Verilen Metin:

= = = = = = =

Suç ve Ceza

Suç ve Ceza'yı üç kez okudum, ortalama 6-7 yılda bir. Yine de okurum. Dostoyevski'nin başyapıtlarından biri. Şule Yayınlarından Mehmet Ali Özkan Bey'in tercümesi gayet güzel. Kitabın sonunda Raskolnikov'un gittiği yerlerle ilgili harita da var. Ayrıca yine kitabın sonunda romanla ilgili tahlil ve eleştiriler de yer alıyor. Altını çizdiğim satırların/paragrafların yanı sıra içerik (index) kısmını da aşağıda paylaştım. Kitabı okumamış olanlar o kısım da gözlerini kapasınlar ya da bakmasınlar :)

Ayrıca Suç ve Ceza'yı 3. kez okurken başıma gelenleri merak ederseniz Kitaplarıyla Gizli Gizli Bakışan Adam yazımı da okuyabilirsiniz :)

"Şu işe bak, hem bu kadar korkunç bir iş tasarlıyor olayım, hem de böylesi beş para etmez bir şeyden korku duyayım." diye düşünerek, tuhaf bir şekilde gülümsedi. "Hımm... evet... insan dünyanın kaderini ellerinde tutar da, yine, sırf korkaklığı yüzünden, kendini olayların akışından kurtaramaz —gün gibi aşikar bir gerçek bu.. . Acaba insanlar en çok neden korkarlar?... Atılacak her yeni adım ve özellikle de söylenecek yeni bir söz — evet, herşeyden çok korktukları budur işte... (s. 18) 

O şeyi gerçekten yapabilir miyim? Gerçekten de ciddi miyim yani? (s. 19)

Gideceği yere fazla birşey kalmamıştı. Hatta kendi eviyle bu yerin arasının kaç adım tuttuğunu dahi biliyordu: Tam yedi yüz otuz adım. Bir ara, daha hayal gücünün dizginlerini serbest bırakmaya ilk başladığı sıralarda saymıştı adımlarını. O zamanlar, hayal ettiği şeylerin gerçekleşebileceğine inanmıyordu; bu hayallerdeki hem iğrendiren hem de büyüleyen-o cüret, o küstahlık kendisini rahatsız ve tedirgin etmekten başka işe yaramıyordu. Ama artık, aradan geçen şu bir aydan sonra, bu hayallere farklı bir gözle bakmaya başlamış ve (hâlâ bu işi gerçekleştirebileceği konusunda kendisine güvenememesine ve zayıflığı, kararlılıktan yoksun oluşu yüzünden kendi kendine veryansın etmesine rağmen) her nasılsa, bu "çirkin" hayali gerçek bir proje olarak görmeye alışmıştı. Şu anda da bu projesinin provasını yapmakla meşguldü ve attığı her adım da huzursuzluğu, endişesi artıyordu. (s. 21)

= = = = = = =

Veri Kümesinden Kesit:
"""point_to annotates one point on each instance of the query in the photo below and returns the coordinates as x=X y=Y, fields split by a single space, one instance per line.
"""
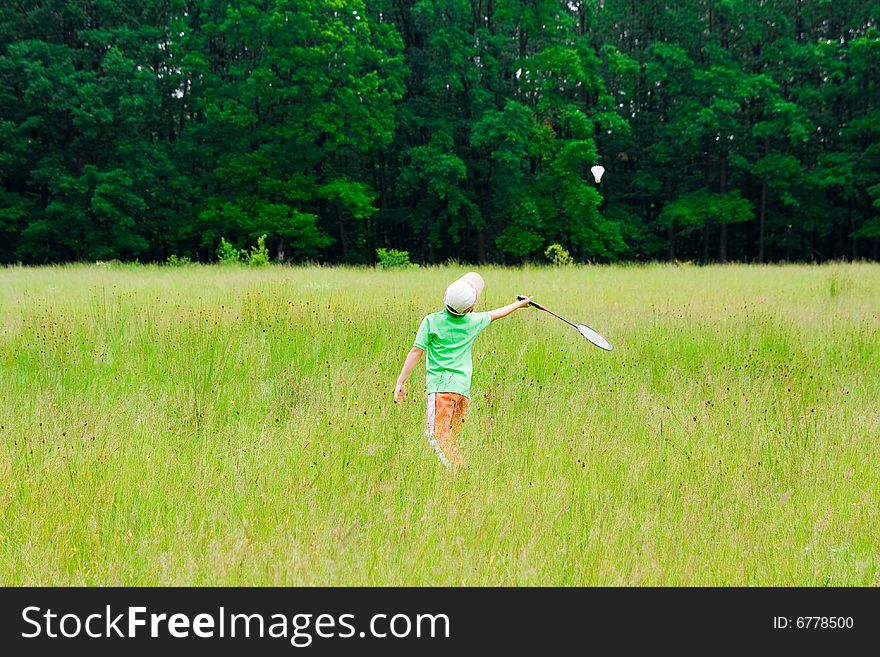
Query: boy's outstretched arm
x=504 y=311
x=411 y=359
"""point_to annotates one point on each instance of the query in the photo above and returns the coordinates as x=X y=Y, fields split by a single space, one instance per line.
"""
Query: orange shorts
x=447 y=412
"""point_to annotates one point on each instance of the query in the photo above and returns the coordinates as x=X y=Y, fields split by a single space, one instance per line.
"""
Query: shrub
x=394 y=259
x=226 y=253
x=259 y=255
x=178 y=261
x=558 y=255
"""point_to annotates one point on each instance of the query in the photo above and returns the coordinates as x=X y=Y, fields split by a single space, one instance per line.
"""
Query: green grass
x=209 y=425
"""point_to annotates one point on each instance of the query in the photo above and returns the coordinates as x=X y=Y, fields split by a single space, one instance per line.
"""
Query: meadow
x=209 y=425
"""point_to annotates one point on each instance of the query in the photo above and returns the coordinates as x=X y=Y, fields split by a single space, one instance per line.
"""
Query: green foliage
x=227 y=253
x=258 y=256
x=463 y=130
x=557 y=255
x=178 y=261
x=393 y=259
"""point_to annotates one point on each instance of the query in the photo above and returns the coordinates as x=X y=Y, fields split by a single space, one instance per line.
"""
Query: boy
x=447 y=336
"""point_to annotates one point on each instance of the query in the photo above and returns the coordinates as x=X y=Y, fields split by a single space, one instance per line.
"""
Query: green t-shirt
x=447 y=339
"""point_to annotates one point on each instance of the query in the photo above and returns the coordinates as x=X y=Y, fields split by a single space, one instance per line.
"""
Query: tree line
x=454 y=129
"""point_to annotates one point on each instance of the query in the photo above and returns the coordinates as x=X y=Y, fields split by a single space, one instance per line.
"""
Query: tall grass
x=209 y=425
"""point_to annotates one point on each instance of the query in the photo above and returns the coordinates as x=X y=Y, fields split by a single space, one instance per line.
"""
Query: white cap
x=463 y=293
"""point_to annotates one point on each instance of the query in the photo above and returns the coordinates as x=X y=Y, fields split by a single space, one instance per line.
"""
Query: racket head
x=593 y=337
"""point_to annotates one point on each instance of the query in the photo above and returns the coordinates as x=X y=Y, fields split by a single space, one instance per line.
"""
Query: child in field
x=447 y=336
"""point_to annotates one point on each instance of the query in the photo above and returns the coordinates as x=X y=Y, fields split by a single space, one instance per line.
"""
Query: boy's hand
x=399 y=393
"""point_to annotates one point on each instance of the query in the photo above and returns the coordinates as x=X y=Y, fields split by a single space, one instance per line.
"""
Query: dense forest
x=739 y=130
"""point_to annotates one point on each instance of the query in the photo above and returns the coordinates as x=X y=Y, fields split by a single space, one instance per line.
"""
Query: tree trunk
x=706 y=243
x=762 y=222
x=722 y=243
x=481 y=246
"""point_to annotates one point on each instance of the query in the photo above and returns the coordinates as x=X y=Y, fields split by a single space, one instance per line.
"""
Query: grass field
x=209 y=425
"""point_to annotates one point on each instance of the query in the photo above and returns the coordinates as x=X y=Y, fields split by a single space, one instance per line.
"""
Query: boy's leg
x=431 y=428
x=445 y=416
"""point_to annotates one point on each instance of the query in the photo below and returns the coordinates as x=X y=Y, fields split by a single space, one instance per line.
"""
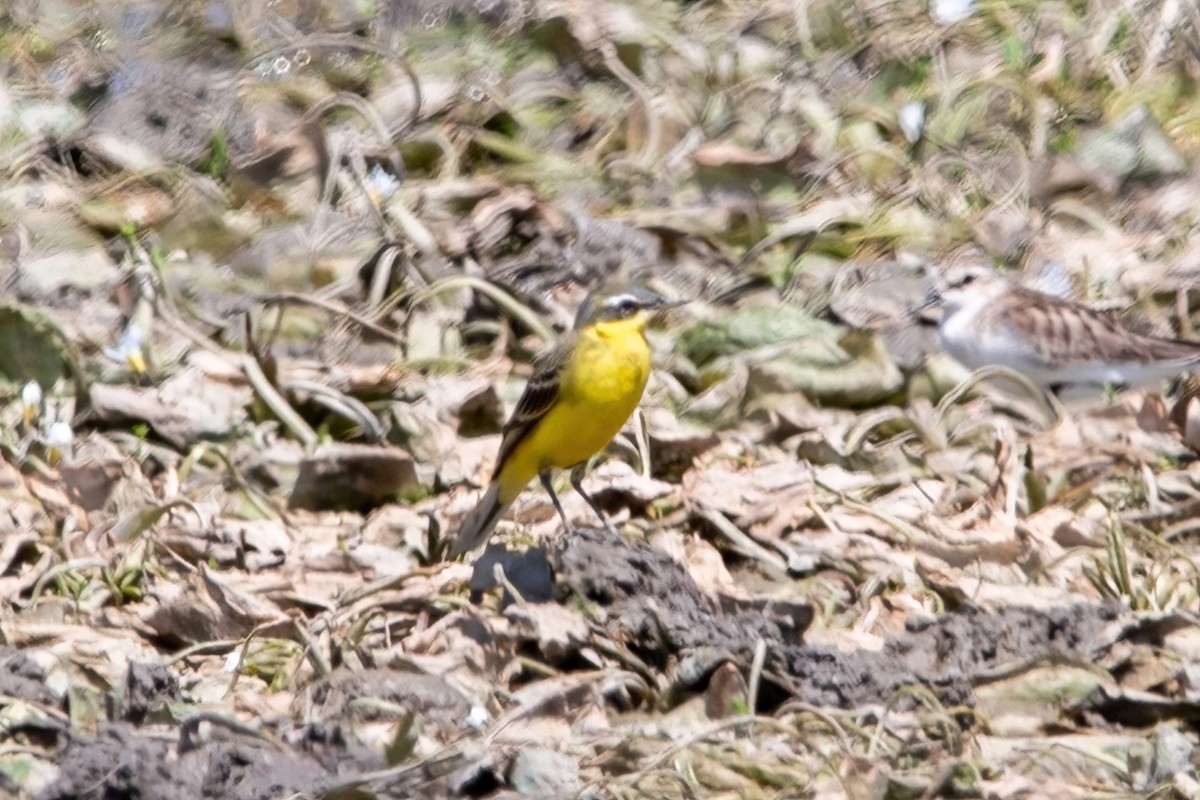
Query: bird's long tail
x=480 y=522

= = = = = = =

Alıştırma:
Suç ve Ceza üzerine yazılmış yazıdan "Gideceği yere fazla" ile başlayıp "artıyordu. (s. 21)" ile biten kısmı hiç değiştirmeden çıkarın.

Beklenen Çıktı:
Gideceği yere fazla birşey kalmamıştı. Hatta kendi eviyle bu yerin arasının kaç adım tuttuğunu dahi biliyordu: Tam yedi yüz otuz adım. Bir ara, daha hayal gücünün dizginlerini serbest bırakmaya ilk başladığı sıralarda saymıştı adımlarını. O zamanlar, hayal ettiği şeylerin gerçekleşebileceğine inanmıyordu; bu hayallerdeki hem iğrendiren hem de büyüleyen-o cüret, o küstahlık kendisini rahatsız ve tedirgin etmekten başka işe yaramıyordu. Ama artık, aradan geçen şu bir aydan sonra, bu hayallere farklı bir gözle bakmaya başlamış ve (hâlâ bu işi gerçekleştirebileceği konusunda kendisine güvenememesine ve zayıflığı, kararlılıktan yoksun oluşu yüzünden kendi kendine veryansın etmesine rağmen) her nasılsa, bu "çirkin" hayali gerçek bir proje olarak görmeye alışmıştı. Şu anda da bu projesinin provasını yapmakla meşguldü ve attığı her adım da huzursuzluğu, endişesi artıyordu. (s. 21)